(Problem description): In the data below, find the line containing "Where can the woven"; reproduce that line and all subsequent lines exactly, and nothing else.

(Input records):
-------

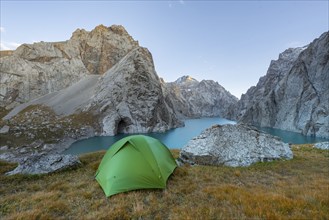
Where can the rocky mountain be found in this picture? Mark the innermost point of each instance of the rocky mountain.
(113, 88)
(294, 94)
(33, 70)
(233, 145)
(207, 98)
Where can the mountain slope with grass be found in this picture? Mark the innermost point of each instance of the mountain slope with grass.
(294, 189)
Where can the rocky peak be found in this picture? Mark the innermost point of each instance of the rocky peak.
(276, 71)
(294, 94)
(194, 99)
(186, 80)
(44, 67)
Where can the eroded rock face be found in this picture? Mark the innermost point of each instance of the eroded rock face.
(130, 97)
(34, 70)
(322, 145)
(194, 99)
(233, 145)
(294, 95)
(126, 99)
(41, 164)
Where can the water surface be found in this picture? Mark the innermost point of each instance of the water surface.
(174, 138)
(178, 137)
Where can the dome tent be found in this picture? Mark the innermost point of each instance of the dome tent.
(135, 162)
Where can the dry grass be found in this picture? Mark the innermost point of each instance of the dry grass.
(295, 189)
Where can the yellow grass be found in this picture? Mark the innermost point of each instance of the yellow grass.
(295, 189)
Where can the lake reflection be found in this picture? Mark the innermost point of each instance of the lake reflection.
(175, 138)
(178, 137)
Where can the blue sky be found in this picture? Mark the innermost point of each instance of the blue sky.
(231, 42)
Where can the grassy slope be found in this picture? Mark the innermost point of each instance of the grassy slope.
(295, 189)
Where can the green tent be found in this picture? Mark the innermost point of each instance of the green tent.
(135, 162)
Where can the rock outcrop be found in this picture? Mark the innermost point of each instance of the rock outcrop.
(106, 84)
(41, 164)
(294, 95)
(126, 99)
(193, 99)
(233, 145)
(34, 70)
(322, 145)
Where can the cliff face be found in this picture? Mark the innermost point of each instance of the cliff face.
(200, 99)
(33, 70)
(97, 82)
(294, 95)
(130, 99)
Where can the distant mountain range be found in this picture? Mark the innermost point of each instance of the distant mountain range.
(106, 74)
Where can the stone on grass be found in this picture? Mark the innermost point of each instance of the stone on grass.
(322, 145)
(41, 164)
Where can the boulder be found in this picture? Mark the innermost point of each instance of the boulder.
(4, 129)
(234, 145)
(41, 164)
(322, 145)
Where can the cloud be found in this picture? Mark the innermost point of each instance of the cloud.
(8, 45)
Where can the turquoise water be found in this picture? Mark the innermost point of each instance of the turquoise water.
(292, 137)
(177, 138)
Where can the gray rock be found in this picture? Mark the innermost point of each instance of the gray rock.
(4, 129)
(294, 95)
(233, 145)
(34, 70)
(41, 164)
(193, 99)
(130, 97)
(322, 145)
(4, 148)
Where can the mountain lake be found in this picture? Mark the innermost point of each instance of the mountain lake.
(178, 137)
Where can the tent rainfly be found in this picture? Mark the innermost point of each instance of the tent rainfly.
(135, 162)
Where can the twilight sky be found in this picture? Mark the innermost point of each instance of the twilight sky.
(231, 42)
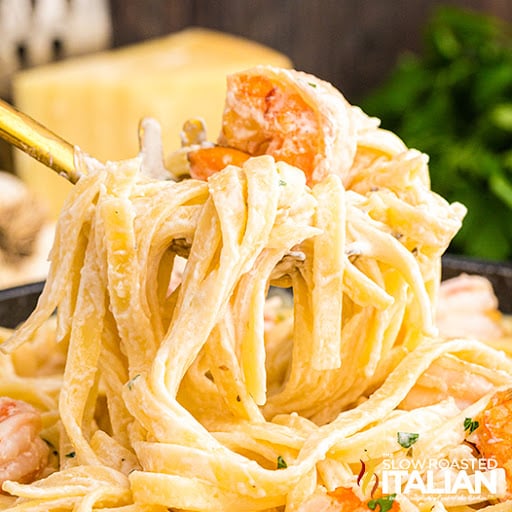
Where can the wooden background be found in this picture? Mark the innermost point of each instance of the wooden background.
(351, 43)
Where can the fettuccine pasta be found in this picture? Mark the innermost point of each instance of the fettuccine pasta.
(178, 377)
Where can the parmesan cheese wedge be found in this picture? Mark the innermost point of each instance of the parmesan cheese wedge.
(97, 101)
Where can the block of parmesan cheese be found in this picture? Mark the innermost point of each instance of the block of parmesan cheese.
(97, 101)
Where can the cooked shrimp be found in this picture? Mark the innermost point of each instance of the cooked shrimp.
(206, 161)
(23, 454)
(343, 499)
(293, 116)
(450, 376)
(468, 307)
(493, 436)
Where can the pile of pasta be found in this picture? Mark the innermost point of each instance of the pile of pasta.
(260, 373)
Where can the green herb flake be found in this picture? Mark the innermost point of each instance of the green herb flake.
(406, 439)
(470, 425)
(385, 503)
(281, 463)
(132, 381)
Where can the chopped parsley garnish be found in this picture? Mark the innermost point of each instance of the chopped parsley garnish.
(406, 439)
(470, 425)
(384, 503)
(281, 463)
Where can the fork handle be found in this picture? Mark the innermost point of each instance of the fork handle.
(37, 141)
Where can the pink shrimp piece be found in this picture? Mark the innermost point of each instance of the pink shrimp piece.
(493, 435)
(23, 454)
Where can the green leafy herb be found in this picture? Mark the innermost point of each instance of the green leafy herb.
(470, 425)
(406, 439)
(281, 463)
(132, 381)
(384, 503)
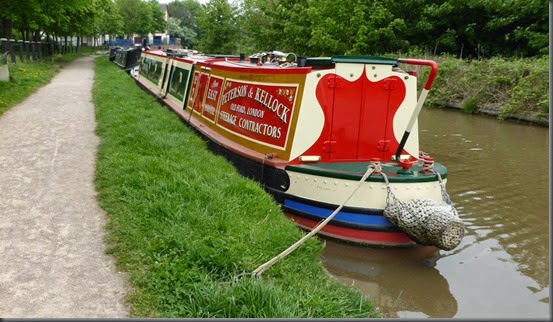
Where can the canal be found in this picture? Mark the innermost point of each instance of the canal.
(499, 182)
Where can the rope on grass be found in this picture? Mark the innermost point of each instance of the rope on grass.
(258, 271)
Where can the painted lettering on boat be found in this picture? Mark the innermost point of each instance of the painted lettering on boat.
(260, 112)
(212, 97)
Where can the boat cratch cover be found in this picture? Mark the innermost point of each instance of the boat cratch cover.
(426, 221)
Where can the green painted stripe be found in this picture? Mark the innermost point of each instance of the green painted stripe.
(356, 170)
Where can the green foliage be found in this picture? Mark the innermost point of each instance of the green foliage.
(218, 29)
(188, 228)
(185, 12)
(531, 93)
(27, 77)
(509, 86)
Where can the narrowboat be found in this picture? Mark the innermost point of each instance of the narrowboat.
(126, 58)
(308, 129)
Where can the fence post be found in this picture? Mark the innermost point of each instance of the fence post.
(11, 50)
(27, 55)
(20, 45)
(33, 50)
(4, 45)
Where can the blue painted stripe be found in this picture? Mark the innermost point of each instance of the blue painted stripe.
(349, 217)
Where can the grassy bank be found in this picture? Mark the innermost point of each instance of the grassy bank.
(508, 88)
(189, 229)
(26, 77)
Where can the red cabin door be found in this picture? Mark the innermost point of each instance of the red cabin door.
(362, 115)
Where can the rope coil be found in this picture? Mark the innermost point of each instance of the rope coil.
(426, 221)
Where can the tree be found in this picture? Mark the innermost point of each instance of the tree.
(176, 30)
(218, 30)
(185, 12)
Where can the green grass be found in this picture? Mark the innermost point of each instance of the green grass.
(27, 77)
(188, 229)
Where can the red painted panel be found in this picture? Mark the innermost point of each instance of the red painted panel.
(358, 118)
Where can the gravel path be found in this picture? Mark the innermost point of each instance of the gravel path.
(52, 252)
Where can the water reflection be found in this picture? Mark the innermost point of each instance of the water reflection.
(499, 182)
(394, 279)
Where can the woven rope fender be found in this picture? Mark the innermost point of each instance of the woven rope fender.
(426, 221)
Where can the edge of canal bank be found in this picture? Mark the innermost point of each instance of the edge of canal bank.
(530, 119)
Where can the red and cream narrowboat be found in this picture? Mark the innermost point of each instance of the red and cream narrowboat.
(307, 129)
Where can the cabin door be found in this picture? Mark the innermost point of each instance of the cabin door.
(361, 115)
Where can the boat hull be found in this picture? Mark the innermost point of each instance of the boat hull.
(309, 176)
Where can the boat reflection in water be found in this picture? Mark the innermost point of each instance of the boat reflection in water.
(423, 292)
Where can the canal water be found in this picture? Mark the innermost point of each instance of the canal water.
(499, 182)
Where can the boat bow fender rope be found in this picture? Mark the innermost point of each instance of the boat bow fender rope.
(372, 168)
(426, 221)
(422, 97)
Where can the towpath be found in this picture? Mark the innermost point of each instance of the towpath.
(52, 253)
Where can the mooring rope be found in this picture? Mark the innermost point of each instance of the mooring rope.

-------

(Output for this task):
Where can the woven rope fender be found in this picture? Mark the innermost point of each instance of the woven rope fender.
(426, 221)
Where can the edge of canal bank be found in this picture? Mark the innermost point of each instance of the edge of canal bank.
(530, 119)
Where can the red and cream narrowboat be found in this picture? Mark the innermost point of each instance of the red and cream narrowboat.
(307, 129)
Where can the cabin door be found in this picture? Mark the innermost point of each instance of the cabin door.
(361, 115)
Where can the boat hull be found in this picture? Mark the innermost point of each instance of the boat hull.
(309, 176)
Where can the boat reflection in water be found in this picture? Mark the innermost point of each instance of the boat reflection in water.
(423, 292)
Where can the canal water be found in this picture? Mark the innermost point of each instance of the canal water.
(499, 182)
Where can the boat bow fender rope be found in this picture? Mark the innermost point of each instance of the boat bow fender rope.
(372, 168)
(426, 221)
(422, 97)
Where can the towpath be found in this picture? Mark the innermost point of each instance of the towpath.
(52, 253)
Where can the mooring rope be found in this picture? Mark the innermost point of each instance of the mooring rope.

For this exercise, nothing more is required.